Lowell Grisham: Welcome the strangers

U.S. system to blame for illegal immigration

I am a lawbreaker. One of those illegals. Last week I drove to Little Rock. As I left Fayetteville, I set my cruise control to 75 in a 70-mph zone. About half the other cars passed me.

Along the drive my mind jumped from interstate traffic to inter-state traffic. Immigration. There's an argument abroad that immigrants to the U.S. just need to follow the law. "Get in line." But the legal line is a dysfunctional, congested stand-still.

Imagine you are a U.S. citizen and you have brother or sister, a citizen in Mexico, whom you would like to sponsor to immigrate legally to the U.S. Just follow the law and get in line. That line is 18 years long for an application to be considered. If the loved one is your married son or daughter, it's a 20-year wait. Forget watching the grandkids grow up. No wonder some people run the risk of speeding. They immigrate before they get a green light or a green card. It's a dysfunctional system.

As I drove 75 in the 70 mph zone, I got to thinking about an analogy. What if the federal government arbitrarily set a 15-mph speed limit all on interstate highways? How fast would you drive? Would you be a good, law-abiding citizen and keep to the limit? Or be like me and risk going 5 mph above the law? Either way, going to Little Rock just tuned into a 10 to 15 hour drive.

Maybe you would buy a good radar detector and risk traveling 70 mph-plus? Or would you follow a radar-equipped coyote leader who buzzed past you at 75?

If illegals like that multiplied -- violating the 15-mph limit going 70-plus -- would you support the construction of speed bumps every 100 feet or so to keep the traffic at 15? After all, they should follow the law. Get in line.

It's an imperfect analogy, I know. But the immigration system is as broken as a 15-mph interstate speed limit.

There's a lot of law-and-order hostility toward immigrants these days. The hostility and fear of immigrants seems unfounded to me. It's not like we are being inundated. Traffic has slowed. Unauthorized immigration started dropping in 2007, and the number of unauthorized Mexican immigrants in the U.S. has declined by 1 million since then. The number of undocumented people in the U.S. has been stable for nearly a decade.

• • •

ASSIGNED TASK: Could you rewrite the immigration column's passage, starting with "As I drove 75" and going on through "interstate speed limit.", with "toll booths" substituted for "speed bumps"?

RECORDS PROVIDED:

• • •

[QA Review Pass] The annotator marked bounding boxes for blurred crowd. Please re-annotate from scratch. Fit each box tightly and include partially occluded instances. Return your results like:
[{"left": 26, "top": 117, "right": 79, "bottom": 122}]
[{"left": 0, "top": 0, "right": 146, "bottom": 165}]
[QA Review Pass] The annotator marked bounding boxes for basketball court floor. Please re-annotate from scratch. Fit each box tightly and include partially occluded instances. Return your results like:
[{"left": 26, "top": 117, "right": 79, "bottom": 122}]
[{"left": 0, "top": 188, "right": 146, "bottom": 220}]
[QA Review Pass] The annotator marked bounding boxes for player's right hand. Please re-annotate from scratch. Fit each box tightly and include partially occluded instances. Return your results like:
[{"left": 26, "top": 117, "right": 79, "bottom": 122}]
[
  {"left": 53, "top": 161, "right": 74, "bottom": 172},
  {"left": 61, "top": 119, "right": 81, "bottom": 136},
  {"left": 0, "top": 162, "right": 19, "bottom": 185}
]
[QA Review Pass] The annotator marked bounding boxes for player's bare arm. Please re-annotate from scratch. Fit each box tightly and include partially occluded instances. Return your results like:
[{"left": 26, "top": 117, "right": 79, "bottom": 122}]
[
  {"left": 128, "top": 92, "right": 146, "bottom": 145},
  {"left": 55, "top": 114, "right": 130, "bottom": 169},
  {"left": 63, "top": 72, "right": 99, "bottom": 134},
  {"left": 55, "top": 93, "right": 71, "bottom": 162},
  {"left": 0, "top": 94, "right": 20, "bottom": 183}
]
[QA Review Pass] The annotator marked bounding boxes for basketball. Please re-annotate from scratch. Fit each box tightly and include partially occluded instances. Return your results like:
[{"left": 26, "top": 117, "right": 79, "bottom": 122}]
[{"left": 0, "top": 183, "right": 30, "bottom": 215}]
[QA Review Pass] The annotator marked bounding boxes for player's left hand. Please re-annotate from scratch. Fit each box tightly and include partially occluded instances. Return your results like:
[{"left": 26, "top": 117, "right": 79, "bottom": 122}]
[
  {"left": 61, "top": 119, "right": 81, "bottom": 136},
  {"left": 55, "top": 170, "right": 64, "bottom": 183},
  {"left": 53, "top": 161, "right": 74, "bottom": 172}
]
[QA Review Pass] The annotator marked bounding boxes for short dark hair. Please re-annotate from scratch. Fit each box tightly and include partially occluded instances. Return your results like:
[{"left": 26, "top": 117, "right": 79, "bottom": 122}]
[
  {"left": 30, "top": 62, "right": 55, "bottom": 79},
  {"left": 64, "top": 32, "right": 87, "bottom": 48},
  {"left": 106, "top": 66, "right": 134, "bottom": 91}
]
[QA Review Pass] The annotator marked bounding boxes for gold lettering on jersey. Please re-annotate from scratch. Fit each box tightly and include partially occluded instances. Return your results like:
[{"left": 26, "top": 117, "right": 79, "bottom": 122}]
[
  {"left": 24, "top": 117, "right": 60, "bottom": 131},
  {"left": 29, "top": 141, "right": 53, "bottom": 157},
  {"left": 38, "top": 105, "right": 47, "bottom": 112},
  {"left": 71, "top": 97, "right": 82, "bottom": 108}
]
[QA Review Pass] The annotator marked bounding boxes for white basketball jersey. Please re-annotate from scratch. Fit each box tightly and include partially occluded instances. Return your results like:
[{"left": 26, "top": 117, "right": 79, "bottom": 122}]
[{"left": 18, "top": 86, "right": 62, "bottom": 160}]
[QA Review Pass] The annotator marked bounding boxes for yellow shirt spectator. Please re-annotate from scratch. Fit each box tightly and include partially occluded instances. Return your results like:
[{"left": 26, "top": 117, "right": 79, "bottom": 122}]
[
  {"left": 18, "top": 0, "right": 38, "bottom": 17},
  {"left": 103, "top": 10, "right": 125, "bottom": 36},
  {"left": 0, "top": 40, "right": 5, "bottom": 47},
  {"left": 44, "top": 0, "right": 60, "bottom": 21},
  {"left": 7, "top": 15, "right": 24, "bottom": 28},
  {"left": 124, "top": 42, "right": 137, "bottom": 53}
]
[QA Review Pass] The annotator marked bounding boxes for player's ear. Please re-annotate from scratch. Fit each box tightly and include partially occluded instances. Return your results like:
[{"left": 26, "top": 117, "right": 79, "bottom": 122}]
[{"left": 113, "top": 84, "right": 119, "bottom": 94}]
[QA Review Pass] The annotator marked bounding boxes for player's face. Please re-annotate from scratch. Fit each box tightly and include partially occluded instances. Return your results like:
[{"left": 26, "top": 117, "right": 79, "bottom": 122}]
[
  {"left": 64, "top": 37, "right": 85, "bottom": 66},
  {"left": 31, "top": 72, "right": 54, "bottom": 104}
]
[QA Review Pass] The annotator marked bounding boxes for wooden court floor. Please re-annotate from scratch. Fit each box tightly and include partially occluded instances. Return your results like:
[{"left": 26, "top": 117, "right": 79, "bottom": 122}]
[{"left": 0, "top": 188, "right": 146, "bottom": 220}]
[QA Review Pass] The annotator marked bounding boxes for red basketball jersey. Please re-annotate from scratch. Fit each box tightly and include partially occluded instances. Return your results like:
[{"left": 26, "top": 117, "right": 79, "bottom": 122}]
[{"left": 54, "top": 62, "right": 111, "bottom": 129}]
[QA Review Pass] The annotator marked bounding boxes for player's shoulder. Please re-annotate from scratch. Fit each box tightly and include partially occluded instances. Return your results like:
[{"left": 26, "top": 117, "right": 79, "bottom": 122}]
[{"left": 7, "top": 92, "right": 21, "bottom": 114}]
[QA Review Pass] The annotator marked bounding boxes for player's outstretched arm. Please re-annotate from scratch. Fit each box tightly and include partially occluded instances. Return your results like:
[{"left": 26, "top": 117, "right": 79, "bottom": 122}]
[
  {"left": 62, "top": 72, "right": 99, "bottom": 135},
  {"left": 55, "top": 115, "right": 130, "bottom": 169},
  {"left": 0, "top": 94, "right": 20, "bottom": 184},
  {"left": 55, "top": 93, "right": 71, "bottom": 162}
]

• • •

EXERCISE ANSWER:
As I drove 75 in the 70 mph zone, I got to thinking about an analogy. What if the federal government arbitrarily set a 15-mph speed limit all on interstate highways? How fast would you drive? Would you be a good, law-abiding citizen and keep to the limit? Or be like me and risk going 5 mph above the law? Either way, going to Little Rock just tuned into a 10 to 15 hour drive.

Maybe you would buy a good radar detector and risk traveling 70 mph-plus? Or would you follow a radar-equipped coyote leader who buzzed past you at 75?

If illegals like that multiplied -- violating the 15-mph limit going 70-plus -- would you support the construction of toll booths every 100 feet or so to keep the traffic at 15? After all, they should follow the law. Get in line.

It's an imperfect analogy, I know. But the immigration system is as broken as a 15-mph interstate speed limit.